# Vorliegender Text:
++++++
Köln. . Frank Schätzing schreibt im neuen Roman über Künstliche Intelligenz. Ein Gespräch über kreative Computer und menschliche Werte
Das Smartphone liegt auf dem Tisch und gibt Geräusche von sich – und doch ist Frank Schätzing, der zum Interview in seinen Kölner Verlag gebeten hat, das Gegenteil eines Technologie-Freaks. Facebook, Twitter? Ohne ihn! Zu mühsam scheint dem Bestsellerautor das ständige Kommunizieren, zu groß die Gefahr persönlicher Preisgabe. Und auch sein neuer Roman „Die Tyrannei des Schmetterlings“ führt in eine Zukunft, in der man ungern daheim sein würde. Mit Britta Heidemann sprach der 60-Jährige über den Traum von Künstlicher Intelligenz, den Wert des Menschen – und die Frage, ob bald Computer Romane schreiben.
Herr Schätzing, Sie haben für Ihren Roman im sagenumwobenen Silicon Valley recherchiert – was bleibt als stärkster Eindruck?
Zum einen wurden meine Erwartungen übertroffen, weil ich sehr viele spannende und erstaunlich unterschiedliche Menschen getroffen habe. Andererseits wurde meine Vorstellung einer High-Tech-Welt konterkariert: das Silicon Valley ist eine stinklangweilige Ansammlung von Kleinstädten. Diese glitzernden Firmenpaläste, die man sich ausmalt, existieren nicht, es gibt kaum mal ein halbwegs ansehnliches Gebäude.
Die tolle Firmenzentrale haben Sie sich dann ausgedacht.
Ja, mein Gebäude ist dort definitiv das Schönste! (lacht) Man hat halt, wenn man über das Valley nachdenkt, Visionäre im Kopf, die verortet man nicht in spießigen Häuschen mit Vernunftauto vor der Tür. Dann wird einem klar, das sind fast alles Technologen, die interessieren sich nicht für Glamour, schicke Restaurants und Klamotten. Was sie eint, ist die Beseeltheit von der Idee, Menschheitsprobleme zu lösen.
++++++
# Verfügbare Daten:
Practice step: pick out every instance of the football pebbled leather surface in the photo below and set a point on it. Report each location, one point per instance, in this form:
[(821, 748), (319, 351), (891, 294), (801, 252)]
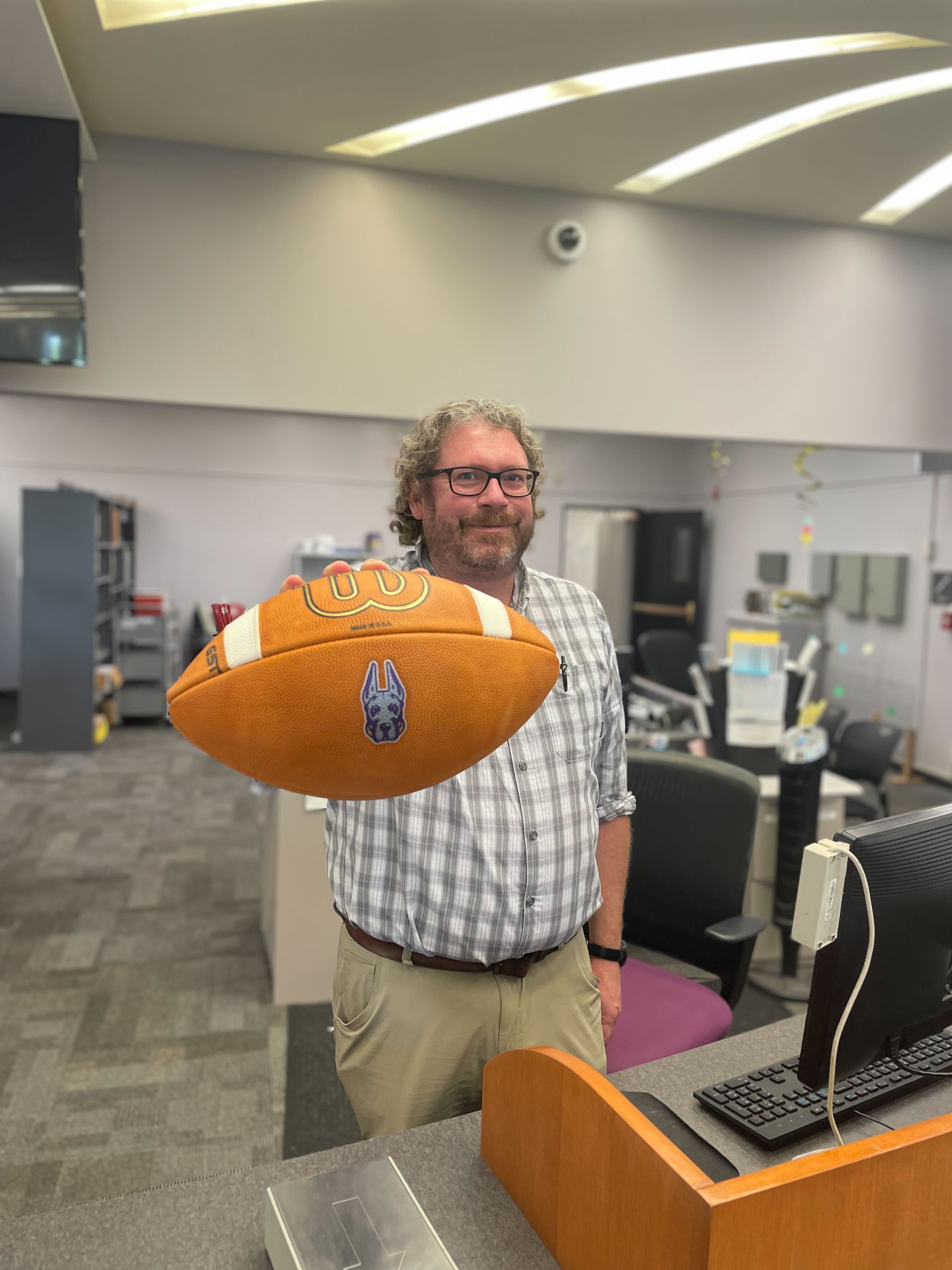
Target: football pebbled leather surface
[(365, 685)]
++++++
# Zu erledigende Aufgaben:
A. Wofür interessieren sich die Technologen im Silicon Valley laut dem Schätzing-Interview nicht? Nenne alle Dinge, die dort dafür aufgezählt werden.
B. Wie könnte das Schätzing-Interview weitergehen? Setze es nach seinem letzten Satz fort.

# Ergebnisse je Aufgabe:
A. Glamour, schicke Restaurants und Klamotten.

B.
Im Roman haben Sie diese Beseeltheit sehr karikiert.
Vielen ist es ernst damit, teils karikiert es sich selbst. Natürlich wollen alle Geld verdienen, manchen geht es um nichts anderes. Aber ebenso begegnen Sie oft dem visionären Realisten und dem Humanisten. Alle streben nach bahnbrechend neuen Technologien. Unter den Realisten, deren Ziel es ist, Menschheitsprobleme zu attackieren, Krebs und Alzheimer, Seuchen, Armut, Hunger - war Pascal Finette ein sehr spannender Gesprächspartner. Er lehrt an der Singularity University, einer radikalvisionären, manchmal religiös anmutenden Institution. Der Typus des wirtschaftlich orientierten Visionärs ist Peter Thiel. Einer der mächtigsten Männer der Gegend, milliardenschwer. Peter hat Paypal und Facebook mitfinanziert. Ein Radikal-Liberaler, der schwimmende Städte außerhalb der 200-Seemeilen-Zone plant, also außerhalb der staatlichen Jurisdiktion, und vom ewigen Leben träumt. Der Humanist schlechthin ist ohne Zweifel Virtual Reality-Pionier Jaron Lanier. Mit ihm unterhielt ich mich in seinem Haus in Berkeley zwischen lauter exotischen Instrumenten und Synthesizern. Jaron sorgt sich sehr um die Wahrung von Persönlichkeitsrechten in der digitalen Welt. Er ist ein wichtiger Mahner.
Welchen der drei Typen fühlen Sie sich am nächsten?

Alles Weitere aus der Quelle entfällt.